• [TASKS TO CARRY OUT]
a – Answer these from the dental contract extract:
(i) Unless a shorter period is necessary, what is the minimum notice period for a remedial notice?
(ii) According to Clause 351, what period should a termination notice normally specify?
(iii) Concerns about the practice of which three professions does NCAS help resolve?
b – From the dental contract extract, reproduce everything from "331 The notice" down to "notice is given.".
c – Carry the extract on dental contract breaches and NCAS referral forward from its last sentence.

330. A remedial notice shall specify-
330.1 details of the breach;
330.2 the steps the Contractor must take to the satisfaction of the PCT in order to remedy the breach; and
330.3 the period during which the steps must be taken (“the notice period”).
331 The notice period shall, unless the PCT is satisfied that a shorter period is necessary to –
331.1 protect the safety of the Contractor’s patients; or
331.2 protect itself from material financial loss,
be no less than 28 days from the date that notice is given.
332. Where the PCT is satisfied that the Contractor has not taken the required steps to remedy the breach by the end of the notice period, the PCT may terminate the Contract with effect from such date as the PCT may specify in a further notice to the Contractor.”
The date of actual termination is important because the PCT (or now the Board) has to make arrangements for the defaulting dentist’s patients to be transferred to another dentist. Clause 351 provides that normally a termination notice should specify a period of 28 days before the contract comes to an end.
It is important to be aware that dentists are not NHS employees and work without day to day supervision by the NHS. The power to refer a dentist to the NCAS is therefore an important power given to the defendant to enable it to ensure that NHS services delivered by dentists are services of a proper quality. NCAS explains its purpose in the following way:-
“The purpose of NCAS is to improve patient safety by helping to resolve concerns about the professional practice of doctors, dentists and pharmacists. We provide expert advice and support, clinical assessment and training to the NHS and other health care partners (see http:/www.ncas.nhs.uk).”

• [Saved entries]

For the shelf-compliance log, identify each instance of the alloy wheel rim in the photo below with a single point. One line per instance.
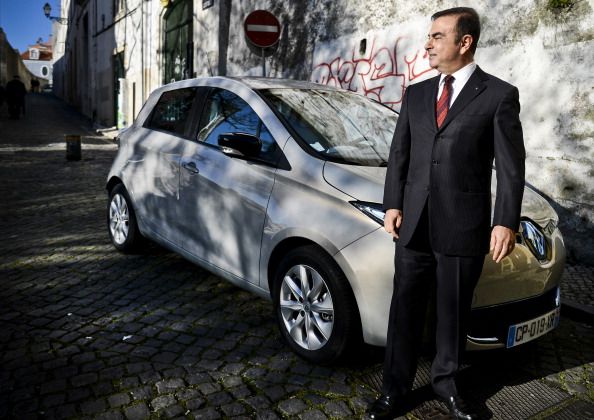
(119, 219)
(306, 307)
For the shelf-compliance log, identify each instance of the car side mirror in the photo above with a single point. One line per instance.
(240, 144)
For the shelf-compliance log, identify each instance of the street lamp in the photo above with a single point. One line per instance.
(47, 9)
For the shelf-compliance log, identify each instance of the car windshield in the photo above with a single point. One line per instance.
(340, 126)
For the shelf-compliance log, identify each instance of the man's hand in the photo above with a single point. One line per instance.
(392, 222)
(503, 241)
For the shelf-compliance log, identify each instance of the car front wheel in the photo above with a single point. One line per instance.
(121, 221)
(315, 308)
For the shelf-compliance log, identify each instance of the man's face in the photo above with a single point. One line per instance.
(445, 54)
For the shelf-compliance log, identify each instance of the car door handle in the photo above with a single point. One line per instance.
(191, 167)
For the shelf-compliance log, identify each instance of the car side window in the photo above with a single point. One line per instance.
(172, 111)
(224, 113)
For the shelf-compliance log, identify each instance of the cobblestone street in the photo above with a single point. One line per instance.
(87, 332)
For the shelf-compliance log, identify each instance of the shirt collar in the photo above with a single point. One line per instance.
(462, 75)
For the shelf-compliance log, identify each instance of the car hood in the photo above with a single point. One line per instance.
(366, 183)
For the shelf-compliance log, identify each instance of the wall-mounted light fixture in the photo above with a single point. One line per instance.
(47, 10)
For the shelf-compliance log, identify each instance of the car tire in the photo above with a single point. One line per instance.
(314, 305)
(121, 221)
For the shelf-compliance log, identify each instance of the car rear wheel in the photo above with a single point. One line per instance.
(315, 307)
(121, 221)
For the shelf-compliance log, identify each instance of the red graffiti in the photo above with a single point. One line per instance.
(377, 76)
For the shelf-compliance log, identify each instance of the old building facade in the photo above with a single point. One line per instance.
(116, 52)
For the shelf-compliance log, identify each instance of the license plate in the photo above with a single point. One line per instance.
(527, 331)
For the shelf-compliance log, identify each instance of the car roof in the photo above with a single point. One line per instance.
(255, 83)
(274, 83)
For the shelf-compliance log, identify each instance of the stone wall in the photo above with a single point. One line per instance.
(544, 47)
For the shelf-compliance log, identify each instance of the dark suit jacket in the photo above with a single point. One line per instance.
(451, 166)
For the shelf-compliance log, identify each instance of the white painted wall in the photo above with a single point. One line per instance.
(548, 55)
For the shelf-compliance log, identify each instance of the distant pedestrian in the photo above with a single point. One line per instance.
(35, 85)
(15, 97)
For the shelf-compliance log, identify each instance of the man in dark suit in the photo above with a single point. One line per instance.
(438, 204)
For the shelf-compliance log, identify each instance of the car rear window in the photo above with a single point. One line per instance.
(172, 111)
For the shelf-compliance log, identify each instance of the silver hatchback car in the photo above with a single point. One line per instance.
(276, 186)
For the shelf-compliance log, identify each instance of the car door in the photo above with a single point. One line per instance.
(155, 167)
(224, 196)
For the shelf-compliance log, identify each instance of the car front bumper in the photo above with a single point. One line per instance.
(514, 291)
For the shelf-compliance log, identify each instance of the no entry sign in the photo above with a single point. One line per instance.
(262, 28)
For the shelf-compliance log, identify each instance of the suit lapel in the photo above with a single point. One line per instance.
(471, 90)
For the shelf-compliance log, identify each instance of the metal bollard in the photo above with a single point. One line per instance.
(73, 147)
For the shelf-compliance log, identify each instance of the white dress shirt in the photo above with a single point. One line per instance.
(460, 78)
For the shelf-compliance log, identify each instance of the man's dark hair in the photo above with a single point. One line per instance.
(468, 23)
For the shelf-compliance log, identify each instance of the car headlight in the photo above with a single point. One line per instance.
(534, 239)
(373, 210)
(551, 226)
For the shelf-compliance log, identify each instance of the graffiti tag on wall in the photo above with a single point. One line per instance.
(383, 74)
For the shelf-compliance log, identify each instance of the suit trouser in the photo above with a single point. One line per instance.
(418, 268)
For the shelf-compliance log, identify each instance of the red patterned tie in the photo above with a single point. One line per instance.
(441, 109)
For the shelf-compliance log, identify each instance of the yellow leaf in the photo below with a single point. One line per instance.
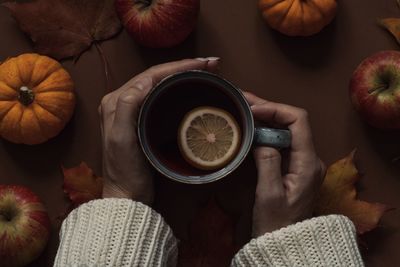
(339, 196)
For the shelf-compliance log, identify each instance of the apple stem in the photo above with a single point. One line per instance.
(378, 89)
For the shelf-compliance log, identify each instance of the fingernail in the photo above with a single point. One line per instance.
(144, 83)
(207, 58)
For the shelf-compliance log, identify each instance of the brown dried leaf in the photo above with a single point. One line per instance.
(66, 28)
(392, 25)
(339, 196)
(81, 185)
(210, 239)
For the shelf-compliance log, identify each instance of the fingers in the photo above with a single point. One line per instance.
(126, 115)
(253, 99)
(268, 161)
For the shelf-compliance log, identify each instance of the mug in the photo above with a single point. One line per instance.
(169, 101)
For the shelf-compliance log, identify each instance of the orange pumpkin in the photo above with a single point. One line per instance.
(298, 17)
(36, 99)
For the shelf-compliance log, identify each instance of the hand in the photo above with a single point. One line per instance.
(283, 198)
(125, 169)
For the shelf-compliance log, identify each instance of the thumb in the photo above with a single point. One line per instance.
(268, 162)
(127, 109)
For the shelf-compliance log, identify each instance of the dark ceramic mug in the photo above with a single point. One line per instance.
(168, 102)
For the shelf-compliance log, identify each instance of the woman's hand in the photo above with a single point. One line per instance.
(125, 169)
(284, 197)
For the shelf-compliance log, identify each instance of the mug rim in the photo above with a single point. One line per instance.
(196, 179)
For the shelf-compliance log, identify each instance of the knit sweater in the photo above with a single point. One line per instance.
(121, 232)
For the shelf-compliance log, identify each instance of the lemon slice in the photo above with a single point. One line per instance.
(208, 138)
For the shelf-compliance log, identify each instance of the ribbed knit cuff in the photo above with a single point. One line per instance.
(322, 241)
(115, 232)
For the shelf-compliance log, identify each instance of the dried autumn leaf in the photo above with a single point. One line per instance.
(392, 25)
(81, 185)
(210, 240)
(339, 196)
(66, 28)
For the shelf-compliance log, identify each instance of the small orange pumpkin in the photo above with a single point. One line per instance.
(36, 99)
(298, 17)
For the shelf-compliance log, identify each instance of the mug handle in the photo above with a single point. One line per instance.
(277, 138)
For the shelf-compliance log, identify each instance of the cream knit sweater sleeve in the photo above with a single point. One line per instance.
(115, 232)
(121, 232)
(321, 241)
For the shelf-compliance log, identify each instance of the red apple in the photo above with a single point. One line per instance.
(158, 23)
(375, 90)
(24, 226)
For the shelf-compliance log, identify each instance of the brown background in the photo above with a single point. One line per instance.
(312, 73)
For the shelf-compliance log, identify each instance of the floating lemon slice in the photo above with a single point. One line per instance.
(208, 138)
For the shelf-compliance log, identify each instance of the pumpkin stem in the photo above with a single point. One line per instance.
(26, 96)
(146, 3)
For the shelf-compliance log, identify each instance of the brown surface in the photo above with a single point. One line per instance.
(312, 73)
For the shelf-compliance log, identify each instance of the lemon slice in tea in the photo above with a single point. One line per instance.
(208, 138)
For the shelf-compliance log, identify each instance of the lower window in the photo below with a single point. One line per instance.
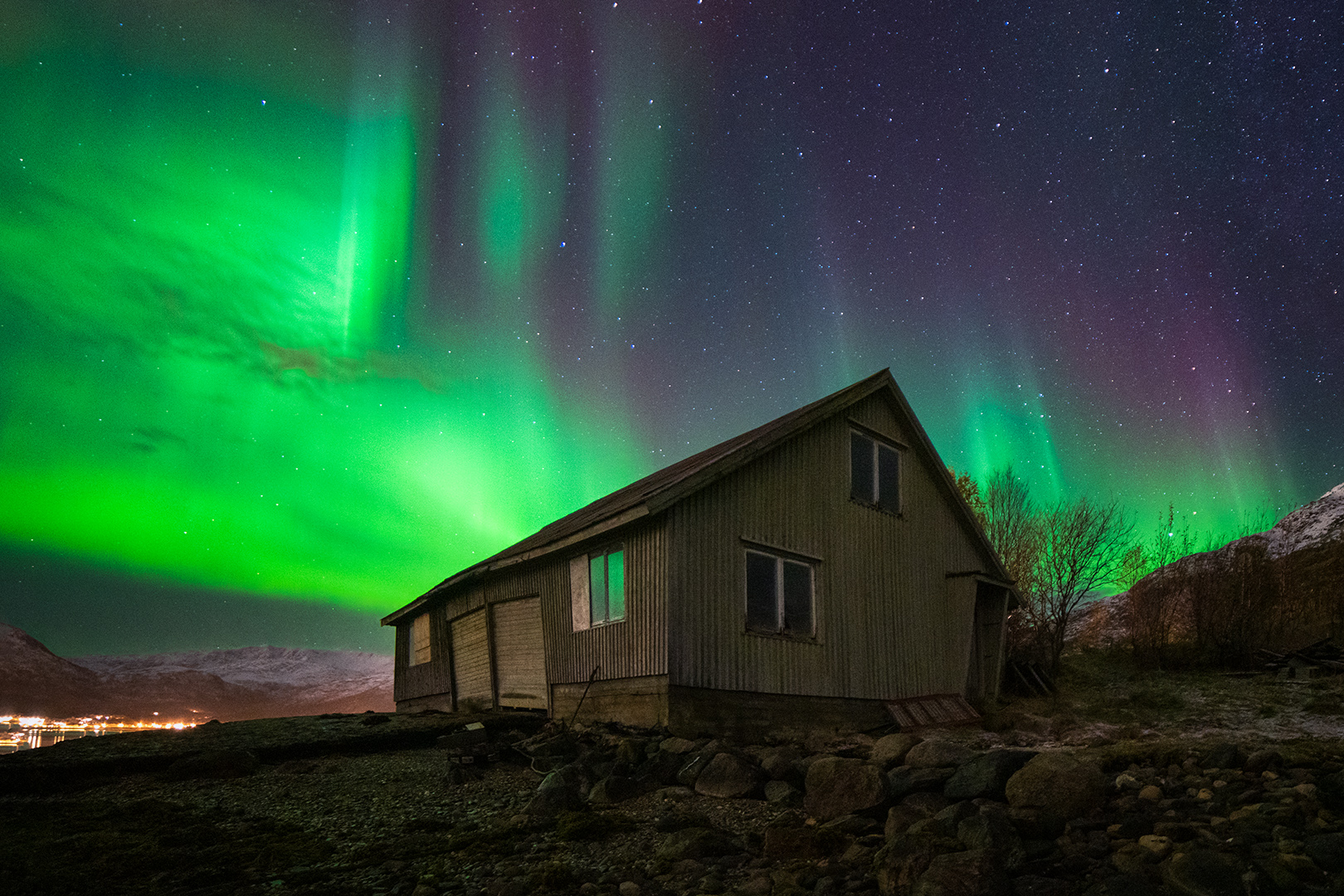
(780, 594)
(420, 646)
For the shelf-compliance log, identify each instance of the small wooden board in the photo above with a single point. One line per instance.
(932, 711)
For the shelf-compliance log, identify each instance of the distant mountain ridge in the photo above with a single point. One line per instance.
(244, 683)
(1280, 587)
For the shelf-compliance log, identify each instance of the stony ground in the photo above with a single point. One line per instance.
(1120, 801)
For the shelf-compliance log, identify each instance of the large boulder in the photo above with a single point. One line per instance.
(903, 861)
(1057, 783)
(993, 832)
(1203, 872)
(559, 790)
(986, 776)
(838, 786)
(976, 872)
(903, 779)
(893, 748)
(938, 754)
(728, 777)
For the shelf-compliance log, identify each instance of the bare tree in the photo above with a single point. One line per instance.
(1166, 544)
(1012, 524)
(1082, 548)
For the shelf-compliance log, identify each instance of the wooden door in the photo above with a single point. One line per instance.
(519, 653)
(472, 661)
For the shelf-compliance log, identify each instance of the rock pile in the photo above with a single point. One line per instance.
(936, 817)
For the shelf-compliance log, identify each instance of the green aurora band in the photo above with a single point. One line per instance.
(260, 334)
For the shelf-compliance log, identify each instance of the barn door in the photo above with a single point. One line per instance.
(472, 661)
(519, 653)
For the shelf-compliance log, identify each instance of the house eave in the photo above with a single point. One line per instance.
(485, 567)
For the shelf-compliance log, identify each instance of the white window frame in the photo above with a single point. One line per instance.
(874, 494)
(782, 562)
(581, 589)
(420, 644)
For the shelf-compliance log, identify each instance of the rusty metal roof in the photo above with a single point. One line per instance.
(659, 490)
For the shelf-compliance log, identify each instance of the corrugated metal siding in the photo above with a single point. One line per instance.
(427, 677)
(886, 626)
(628, 649)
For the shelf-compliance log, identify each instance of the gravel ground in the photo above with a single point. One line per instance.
(396, 822)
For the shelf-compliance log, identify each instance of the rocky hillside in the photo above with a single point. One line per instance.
(366, 805)
(246, 683)
(1277, 589)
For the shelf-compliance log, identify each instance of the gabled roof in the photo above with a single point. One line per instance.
(665, 488)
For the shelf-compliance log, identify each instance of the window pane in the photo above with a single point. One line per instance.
(762, 592)
(860, 468)
(797, 598)
(597, 587)
(889, 479)
(615, 586)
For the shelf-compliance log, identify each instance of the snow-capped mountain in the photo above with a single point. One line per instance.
(1280, 587)
(1313, 525)
(246, 683)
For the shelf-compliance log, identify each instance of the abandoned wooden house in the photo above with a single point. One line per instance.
(806, 574)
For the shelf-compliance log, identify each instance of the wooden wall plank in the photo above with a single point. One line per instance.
(519, 655)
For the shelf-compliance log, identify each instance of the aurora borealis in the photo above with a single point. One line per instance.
(304, 306)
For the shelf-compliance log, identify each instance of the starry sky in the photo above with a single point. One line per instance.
(304, 306)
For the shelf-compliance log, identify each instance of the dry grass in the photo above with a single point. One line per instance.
(1105, 698)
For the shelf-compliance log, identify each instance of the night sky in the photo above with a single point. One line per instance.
(304, 308)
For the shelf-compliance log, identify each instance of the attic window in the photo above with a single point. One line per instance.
(874, 472)
(780, 592)
(420, 645)
(597, 587)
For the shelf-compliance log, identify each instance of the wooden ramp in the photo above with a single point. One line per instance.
(932, 711)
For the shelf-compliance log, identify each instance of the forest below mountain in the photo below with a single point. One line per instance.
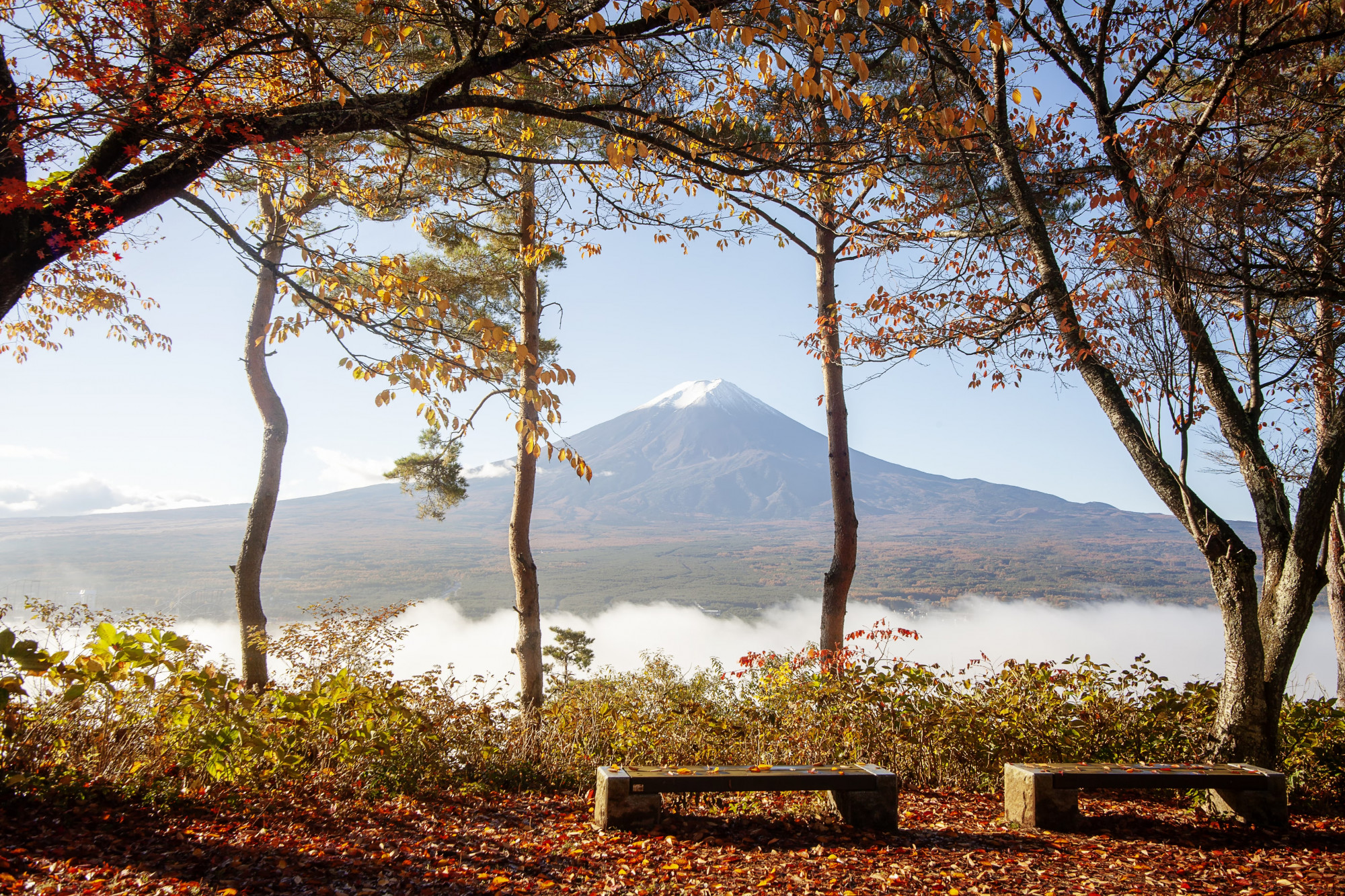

• [RESULTS BY TASK]
a –
(i) No less than 28 days from the date that notice is given.
(ii) A period of 28 days before the contract comes to an end.
(iii) Doctors, dentists and pharmacists.

b –
331 The notice period shall, unless the PCT is satisfied that a shorter period is necessary to –
331.1 protect the safety of the Contractor’s patients; or
331.2 protect itself from material financial loss,
be no less than 28 days from the date that notice is given.

c –
Not all dentists have a contract with the defendant like Dr Krebs. Many dentists work as employees of (or are engaged on a self-employed basis by) other dentists or dental partnerships; dentists performing locums will not usually be contractors with the defendant. But Dr Krebs did have a contract and practised from his surgery as a sole practitioner.
Every dentist practising in England and Wales is, of course, regulated by the General Dental Council. Moreover, any dentist who undertakes primary care dentistry for NHS patients has to be on what is called the Dental Performers List (“DPL”). Section 106(1) of the National Health Service Act 2006 provides:-
“Regulations may provide that a health care professional of a prescribed description may not perform any primary dental service for which the Board is responsible unless he is included in a list maintained under the regulations by the Board.”
At the relevant time the relevant regulations were the National Health Service (Performers List) Regulations 2004 (“the 2004 Regulations”). They required performers, who applied to be on the DPL, to give undertakings as set out in regulation 3. Regulation 3(3) included an
“undertaking to co-operate with an assessment by the NCAS when requested to do so by the Primary Care Trust”
Thus the requirement to co-operate with an NCAS assessment as and when required by the defendant was part of the DPL regulatory scheme as well as being a requirement of the contract of any Contractor.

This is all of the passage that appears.